======== LISTED ENTRIES
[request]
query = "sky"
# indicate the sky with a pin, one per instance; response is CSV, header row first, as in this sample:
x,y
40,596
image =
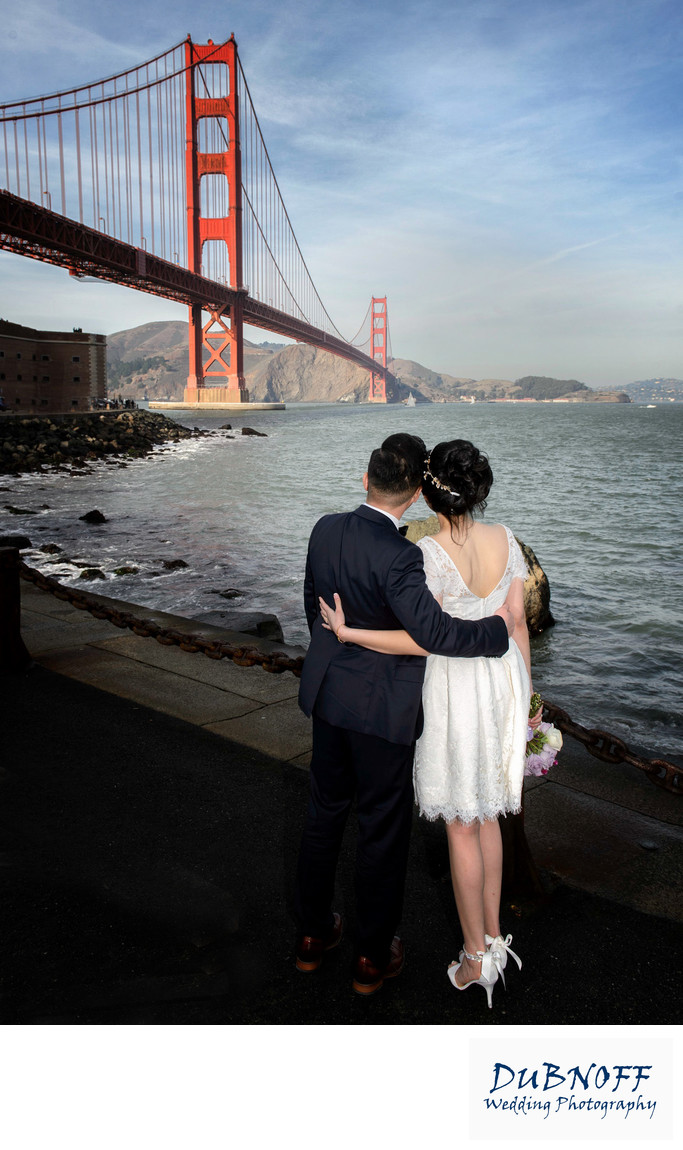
================
-- INSTRUCTIONS TO FOLLOW --
The answer must be the full set of records, repeated exactly, with no pictures.

-- WRITTEN RESPONSE --
[request]
query = "sky"
# indicate the sky with a pin, one per instance; response is CSV, header row first, as in this sample:
x,y
40,596
image =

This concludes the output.